What needs to be done — Return every line of the records below without any change, but leave out the pictures.

Data entries —
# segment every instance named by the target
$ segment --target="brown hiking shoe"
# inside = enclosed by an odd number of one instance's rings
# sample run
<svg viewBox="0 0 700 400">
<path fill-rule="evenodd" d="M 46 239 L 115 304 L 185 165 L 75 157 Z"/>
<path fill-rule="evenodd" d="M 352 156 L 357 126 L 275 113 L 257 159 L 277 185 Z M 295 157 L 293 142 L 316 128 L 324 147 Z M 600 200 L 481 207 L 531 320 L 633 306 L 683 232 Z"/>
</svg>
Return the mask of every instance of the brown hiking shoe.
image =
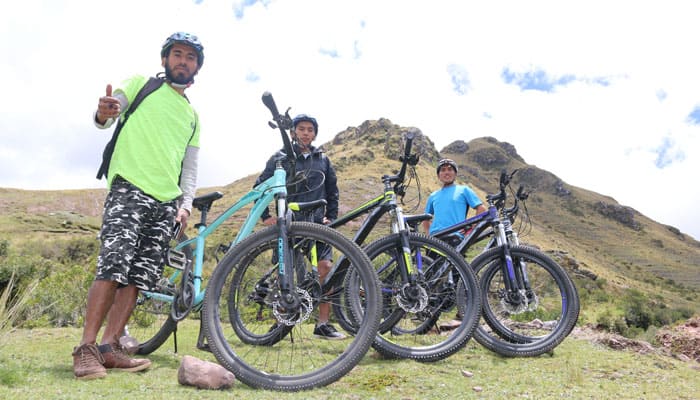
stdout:
<svg viewBox="0 0 700 400">
<path fill-rule="evenodd" d="M 107 376 L 104 358 L 94 343 L 73 349 L 73 374 L 77 379 L 97 379 Z"/>
<path fill-rule="evenodd" d="M 119 343 L 118 338 L 111 344 L 101 344 L 98 346 L 102 357 L 104 357 L 104 367 L 119 371 L 138 372 L 151 366 L 151 360 L 145 358 L 131 358 L 124 346 Z"/>
</svg>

Written answer —
# segment every instance named by the target
$ segment --target="brown hiking shoe"
# inside = enclosed by an odd number of one instance's rings
# sample run
<svg viewBox="0 0 700 400">
<path fill-rule="evenodd" d="M 46 239 L 115 304 L 185 165 L 75 157 Z"/>
<path fill-rule="evenodd" d="M 352 156 L 357 126 L 275 113 L 257 159 L 277 185 Z M 295 157 L 293 142 L 316 128 L 324 147 Z M 600 200 L 481 207 L 531 320 L 633 306 L 683 232 Z"/>
</svg>
Return the mask of every instance of the brown hiking shoe.
image =
stdout:
<svg viewBox="0 0 700 400">
<path fill-rule="evenodd" d="M 107 376 L 104 358 L 94 343 L 73 349 L 73 374 L 77 379 L 97 379 Z"/>
<path fill-rule="evenodd" d="M 119 343 L 118 338 L 111 344 L 101 344 L 98 346 L 102 357 L 104 357 L 104 367 L 119 371 L 138 372 L 151 366 L 151 360 L 145 358 L 131 358 L 124 346 Z"/>
</svg>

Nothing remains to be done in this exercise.